→ OPDRACHT: Kun je de regels vanaf de regel met "Mark the region of each instance of the red fire" tot en met de regel met "(29, 14), (0, 5)]" woordelijk weergeven?

======

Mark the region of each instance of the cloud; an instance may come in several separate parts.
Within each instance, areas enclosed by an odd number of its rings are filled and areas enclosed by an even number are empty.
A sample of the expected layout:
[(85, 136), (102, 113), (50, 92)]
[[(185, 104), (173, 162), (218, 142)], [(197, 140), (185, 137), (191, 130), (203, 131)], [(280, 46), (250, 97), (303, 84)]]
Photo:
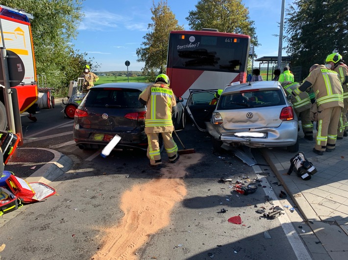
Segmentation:
[(126, 28), (130, 31), (146, 31), (148, 24), (134, 21), (129, 15), (116, 14), (106, 10), (85, 11), (78, 30), (115, 31)]

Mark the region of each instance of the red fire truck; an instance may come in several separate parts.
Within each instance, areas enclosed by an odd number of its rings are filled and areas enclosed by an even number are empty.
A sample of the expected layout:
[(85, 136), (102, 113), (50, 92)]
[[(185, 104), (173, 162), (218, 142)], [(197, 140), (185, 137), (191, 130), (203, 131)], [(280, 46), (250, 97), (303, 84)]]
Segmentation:
[(0, 130), (21, 139), (20, 113), (38, 98), (29, 18), (29, 14), (0, 5)]

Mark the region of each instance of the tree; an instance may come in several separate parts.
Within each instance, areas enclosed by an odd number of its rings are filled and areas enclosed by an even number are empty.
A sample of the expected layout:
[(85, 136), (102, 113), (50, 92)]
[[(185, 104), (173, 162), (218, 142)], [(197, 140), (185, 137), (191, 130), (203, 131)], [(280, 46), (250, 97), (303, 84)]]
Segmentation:
[[(348, 54), (348, 6), (346, 0), (297, 0), (287, 9), (285, 48), (302, 74), (323, 64), (328, 55)], [(302, 77), (303, 78), (303, 77)]]
[(250, 37), (252, 45), (260, 45), (254, 22), (249, 20), (249, 10), (242, 0), (199, 0), (195, 7), (186, 18), (191, 30), (212, 28), (219, 32), (246, 34)]
[(183, 30), (177, 24), (177, 20), (168, 7), (167, 0), (160, 0), (157, 5), (152, 0), (151, 8), (152, 23), (149, 23), (149, 32), (143, 37), (143, 47), (137, 49), (139, 62), (145, 62), (142, 70), (146, 74), (159, 70), (165, 73), (168, 48), (168, 35), (171, 31)]
[(74, 50), (70, 43), (76, 39), (83, 0), (1, 0), (9, 7), (32, 14), (30, 21), (38, 75), (46, 77), (47, 86), (67, 92), (69, 82), (76, 79), (83, 65), (92, 64), (87, 53)]

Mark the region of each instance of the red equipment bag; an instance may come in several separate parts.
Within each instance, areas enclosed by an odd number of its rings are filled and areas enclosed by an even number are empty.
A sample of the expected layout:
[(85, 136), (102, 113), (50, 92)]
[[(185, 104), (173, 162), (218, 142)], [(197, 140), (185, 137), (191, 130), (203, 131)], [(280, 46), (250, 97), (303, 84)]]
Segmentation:
[(24, 203), (40, 201), (55, 194), (55, 190), (42, 182), (28, 183), (14, 175), (6, 180), (6, 184), (16, 196)]
[(0, 187), (0, 216), (23, 206), (21, 200), (4, 187)]

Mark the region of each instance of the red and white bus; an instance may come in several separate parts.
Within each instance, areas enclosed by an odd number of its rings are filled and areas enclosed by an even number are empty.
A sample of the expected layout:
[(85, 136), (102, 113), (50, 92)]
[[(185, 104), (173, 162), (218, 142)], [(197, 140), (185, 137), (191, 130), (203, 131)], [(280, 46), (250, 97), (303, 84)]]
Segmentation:
[(249, 45), (249, 36), (214, 29), (171, 32), (167, 61), (171, 87), (186, 103), (190, 89), (245, 83)]

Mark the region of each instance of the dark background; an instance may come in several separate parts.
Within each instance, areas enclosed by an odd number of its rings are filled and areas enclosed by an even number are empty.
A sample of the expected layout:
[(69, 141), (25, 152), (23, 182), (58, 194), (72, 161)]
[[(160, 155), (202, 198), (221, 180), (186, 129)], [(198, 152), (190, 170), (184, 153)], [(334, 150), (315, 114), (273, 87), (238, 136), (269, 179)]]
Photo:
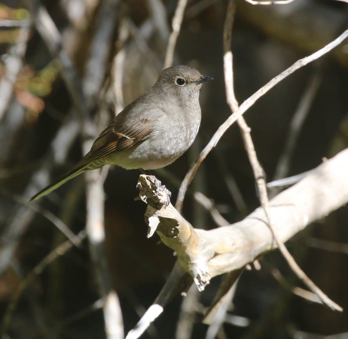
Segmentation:
[[(113, 56), (120, 49), (117, 42), (122, 20), (130, 21), (136, 31), (143, 28), (147, 20), (150, 20), (151, 25), (153, 18), (148, 9), (150, 2), (120, 2), (112, 53), (106, 67), (106, 87), (109, 76), (112, 74), (110, 69)], [(65, 3), (50, 0), (43, 4), (63, 39), (69, 30), (79, 30), (76, 35), (78, 39), (69, 41), (67, 38), (64, 47), (82, 76), (90, 39), (96, 29), (95, 13), (98, 6), (96, 5), (85, 18), (85, 26), (78, 29), (73, 28)], [(157, 2), (154, 3), (156, 5)], [(2, 18), (18, 19), (21, 13), (18, 11), (25, 8), (21, 2), (9, 1), (3, 1), (3, 4), (0, 7)], [(176, 2), (166, 0), (163, 4), (170, 31)], [(226, 103), (223, 68), (222, 30), (226, 5), (226, 2), (221, 0), (189, 2), (178, 39), (174, 64), (195, 67), (214, 80), (201, 92), (202, 123), (194, 145), (165, 172), (155, 173), (172, 192), (173, 201), (177, 183), (231, 114)], [(199, 6), (200, 9), (197, 7)], [(232, 50), (235, 88), (239, 103), (297, 60), (321, 48), (346, 29), (347, 8), (347, 4), (330, 0), (297, 0), (288, 5), (270, 6), (237, 1)], [(13, 28), (0, 30), (1, 53), (7, 53), (15, 41), (16, 31)], [(132, 34), (122, 46), (126, 55), (122, 66), (125, 105), (152, 86), (162, 69), (166, 42), (160, 35), (153, 29), (146, 41), (148, 49), (135, 43)], [(319, 85), (301, 126), (287, 175), (312, 169), (321, 163), (323, 157), (331, 157), (347, 147), (347, 43), (344, 42), (319, 60), (285, 79), (244, 114), (268, 181), (272, 179), (283, 152), (292, 118), (314, 76), (319, 79)], [(8, 241), (15, 243), (16, 249), (0, 278), (0, 311), (3, 315), (19, 282), (50, 251), (65, 240), (40, 213), (26, 224), (20, 236), (11, 238), (9, 225), (18, 215), (19, 209), (25, 208), (15, 200), (23, 201), (29, 197), (25, 196), (25, 187), (32, 180), (33, 174), (48, 159), (52, 165), (50, 175), (53, 179), (68, 170), (82, 156), (79, 138), (70, 147), (63, 163), (54, 164), (49, 151), (50, 143), (62, 122), (69, 115), (75, 116), (59, 68), (52, 61), (45, 43), (33, 29), (13, 97), (0, 122), (0, 257)], [(3, 67), (0, 66), (3, 76)], [(51, 76), (47, 76), (47, 72)], [(101, 94), (96, 104), (97, 108), (103, 98)], [(112, 97), (105, 100), (112, 107)], [(112, 114), (108, 118), (111, 120)], [(97, 119), (98, 113), (96, 114)], [(145, 310), (151, 305), (175, 261), (171, 250), (163, 244), (157, 244), (159, 239), (156, 234), (150, 239), (146, 238), (145, 206), (134, 200), (137, 194), (135, 186), (139, 174), (137, 171), (112, 167), (104, 185), (107, 259), (120, 300), (126, 333), (139, 319), (136, 308)], [(61, 218), (66, 217), (67, 210), (71, 207), (65, 222), (75, 233), (85, 226), (82, 176), (64, 184), (50, 198), (38, 202), (45, 210)], [(242, 197), (241, 208), (227, 184), (227, 180), (231, 178), (235, 180)], [(184, 214), (197, 228), (209, 229), (217, 226), (208, 213), (194, 201), (194, 190), (213, 199), (223, 216), (231, 223), (240, 220), (259, 205), (252, 171), (236, 124), (227, 131), (205, 160), (190, 187)], [(77, 192), (74, 205), (67, 206), (66, 197), (74, 192)], [(309, 242), (314, 238), (347, 243), (347, 219), (348, 210), (346, 207), (342, 207), (310, 225), (287, 244), (301, 267), (325, 293), (343, 307), (343, 313), (310, 303), (280, 284), (272, 275), (275, 268), (288, 282), (304, 287), (278, 251), (274, 251), (261, 260), (260, 270), (245, 270), (243, 273), (234, 306), (229, 313), (246, 317), (249, 324), (240, 327), (225, 324), (227, 337), (316, 339), (348, 332), (345, 310), (348, 308), (347, 245), (345, 252), (342, 253), (315, 248), (313, 246), (315, 241)], [(334, 244), (332, 249), (338, 250), (339, 247)], [(11, 316), (8, 331), (10, 337), (103, 338), (102, 312), (91, 308), (99, 298), (94, 278), (85, 240), (81, 248), (74, 248), (55, 260), (26, 289)], [(213, 279), (201, 294), (199, 309), (209, 306), (221, 281), (221, 277)], [(175, 298), (155, 322), (150, 334), (145, 333), (142, 338), (175, 338), (182, 300), (180, 296)], [(188, 338), (204, 337), (207, 326), (200, 323), (201, 317), (198, 313), (192, 333)]]

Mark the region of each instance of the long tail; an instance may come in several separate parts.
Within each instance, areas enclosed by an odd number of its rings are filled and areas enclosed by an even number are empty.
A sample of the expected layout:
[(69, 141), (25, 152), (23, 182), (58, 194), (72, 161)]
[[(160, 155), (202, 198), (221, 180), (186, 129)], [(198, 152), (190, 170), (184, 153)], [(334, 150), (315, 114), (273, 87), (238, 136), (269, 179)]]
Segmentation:
[(41, 197), (46, 195), (53, 191), (54, 191), (56, 188), (58, 188), (60, 186), (63, 185), (64, 183), (66, 182), (68, 180), (70, 180), (71, 179), (72, 179), (87, 170), (88, 165), (85, 165), (82, 166), (79, 166), (77, 168), (73, 168), (66, 174), (61, 177), (57, 180), (56, 180), (54, 182), (52, 183), (52, 184), (41, 190), (39, 192), (38, 192), (30, 198), (28, 201), (31, 201), (33, 200), (36, 200), (37, 199), (38, 199), (39, 198), (41, 198)]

======

→ UITVOER:
Mark the region of each instance of the red fire truck; an instance may come in several separate parts.
Within each instance, areas enclosed by an odd number of its rings are filled and areas enclosed by an even number are empty.
A sample of the expected layout:
[(85, 136), (102, 113), (50, 92)]
[[(185, 104), (173, 162), (218, 142)], [(197, 140), (185, 137), (191, 130), (203, 131)], [(280, 46), (250, 97), (303, 84)]]
Segmentation:
[(0, 130), (21, 139), (20, 113), (38, 98), (29, 18), (29, 14), (0, 5)]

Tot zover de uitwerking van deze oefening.